_Assigned task A_:
Reproduce the forum thread on life at sea between "2. How am I" and "work in the CF.", inclusive.
_Assigned task B_:
According to the forum thread on life at sea, which trades did Terry2124 apply for in the Navy?

_Selected passage_:
- - - - -
# Newbie questions - life at sea



## Terry2124 (11 Dec 2012)

Good day, I have applied for the Navy as a Mech Eng and W Eng.  I am curious about life at sea. I have some questions. 

1.  What items am I allowed to bring on board. ( can I bring my iPhone / ipad )?

2. How am I able to stay in contact with my family and how often?

3.  Is there wifi on board where I could use FaceTime to communicate with my family

4.  Is Internet access allowed, what are the limitations?




Thanks very much, and big thanks to all who work in the CF.


----------



## duy (11 Dec 2012)

Terry2124 said:
			
		

> Good day, I have applied for the Navy as a Mech Eng and W Eng.  I am curious about life at sea. I have some questions.
> 
> 1.  What items am I allowed to bring on board. ( can I bring my iPhone / ipad )?
> 
> ...



I'm sure you'll get answers if you search for them.


----------



## Halifax Tar (11 Dec 2012)

Terry2124 said:
			
		

> Good day, I have applied for the Navy as a Mech Eng and W Eng.  I am curious about life at sea. I have some questions.
- - - - -
_Data_:
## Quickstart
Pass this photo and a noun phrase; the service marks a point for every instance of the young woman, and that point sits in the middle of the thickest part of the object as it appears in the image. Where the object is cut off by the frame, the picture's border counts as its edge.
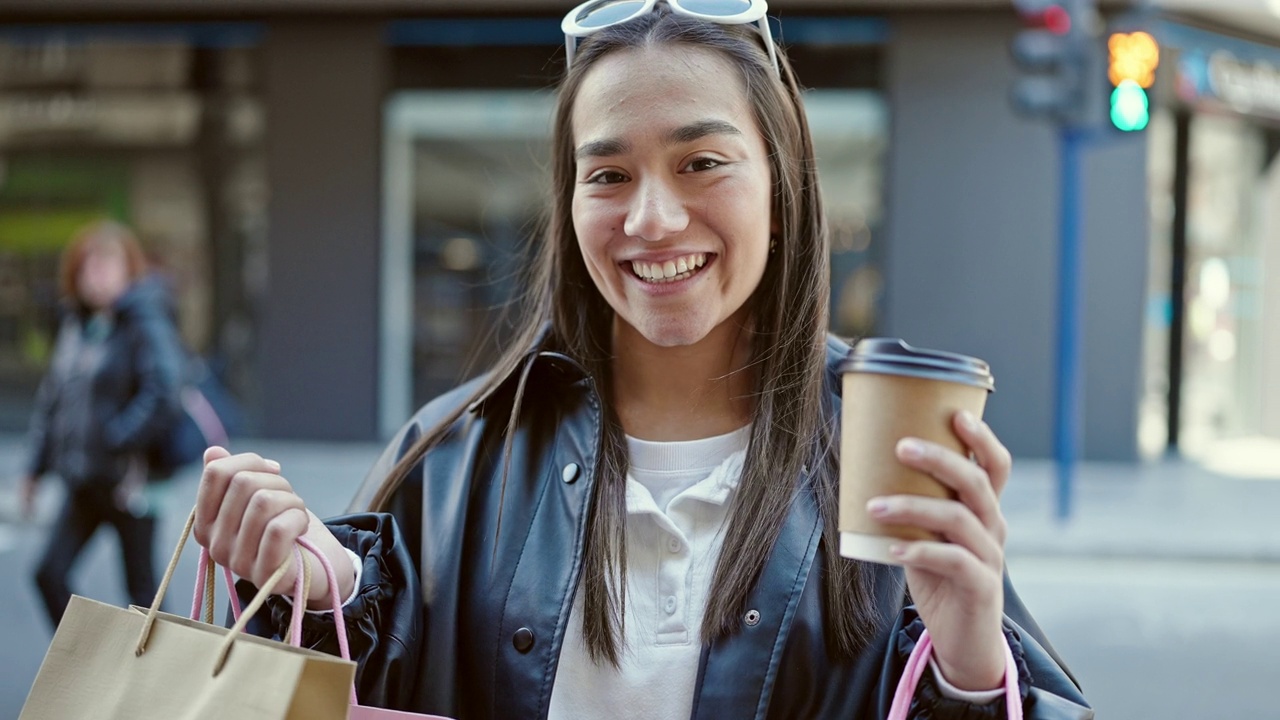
- - - - -
_Written answer A_:
2. How am I able to stay in contact with my family and how often?

3.  Is there wifi on board where I could use FaceTime to communicate with my family

4.  Is Internet access allowed, what are the limitations?




Thanks very much, and big thanks to all who work in the CF.

_Written answer B_:
Mech Eng and W Eng.